BEGIN INPUT ROWS

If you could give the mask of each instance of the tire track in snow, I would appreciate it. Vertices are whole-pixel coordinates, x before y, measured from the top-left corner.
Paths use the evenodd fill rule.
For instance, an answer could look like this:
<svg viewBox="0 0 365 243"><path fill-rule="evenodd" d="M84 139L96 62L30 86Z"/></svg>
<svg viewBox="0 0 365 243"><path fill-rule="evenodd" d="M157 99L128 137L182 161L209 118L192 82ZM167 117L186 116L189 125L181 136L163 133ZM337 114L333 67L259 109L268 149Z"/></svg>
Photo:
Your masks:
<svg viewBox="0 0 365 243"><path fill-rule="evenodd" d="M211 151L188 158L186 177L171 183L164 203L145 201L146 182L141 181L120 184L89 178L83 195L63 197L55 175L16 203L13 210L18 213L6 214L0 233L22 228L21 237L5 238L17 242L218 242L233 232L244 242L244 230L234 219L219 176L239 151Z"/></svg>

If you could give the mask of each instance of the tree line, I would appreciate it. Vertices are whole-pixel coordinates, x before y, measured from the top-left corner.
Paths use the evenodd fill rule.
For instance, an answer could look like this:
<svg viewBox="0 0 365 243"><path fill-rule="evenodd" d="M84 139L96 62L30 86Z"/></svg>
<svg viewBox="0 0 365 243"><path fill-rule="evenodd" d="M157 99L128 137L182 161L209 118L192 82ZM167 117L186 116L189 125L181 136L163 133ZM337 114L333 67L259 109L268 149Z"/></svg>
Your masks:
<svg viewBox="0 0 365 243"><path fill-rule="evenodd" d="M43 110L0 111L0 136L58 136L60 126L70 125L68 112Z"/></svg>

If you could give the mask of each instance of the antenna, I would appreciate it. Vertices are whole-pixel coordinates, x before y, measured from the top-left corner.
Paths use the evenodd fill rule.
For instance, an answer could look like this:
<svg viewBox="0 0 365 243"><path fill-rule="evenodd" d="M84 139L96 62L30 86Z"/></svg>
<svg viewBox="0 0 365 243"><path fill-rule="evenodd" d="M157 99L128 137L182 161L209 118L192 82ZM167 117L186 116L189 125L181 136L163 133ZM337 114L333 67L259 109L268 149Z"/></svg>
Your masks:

END INPUT ROWS

== EXERCISE ==
Convert the stretch of the records from the line containing "of the tree" through the line containing "110L0 111L0 136L58" into a two-column CSV with columns labeled request and mask, one row per request. Put each request's text and its answer in a single quoted field, with line breaks replaced by spaces.

== ANSWER ==
request,mask
"If you could give the mask of each instance of the tree line, I would appreciate it. Vertices are whole-pixel coordinates, x before y, measured from the top-left corner. Paths use the evenodd fill rule. For instance, an answer could look like this: <svg viewBox=""0 0 365 243""><path fill-rule=""evenodd"" d=""M84 139L96 62L30 86Z""/></svg> <svg viewBox=""0 0 365 243""><path fill-rule=""evenodd"" d=""M157 99L128 137L182 161L209 118L192 82ZM167 117L186 116L189 125L181 136L163 133ZM337 114L333 67L259 109L268 149Z""/></svg> Your masks:","<svg viewBox=""0 0 365 243""><path fill-rule=""evenodd"" d=""M43 110L0 111L0 136L58 136L60 126L70 125L68 112Z""/></svg>"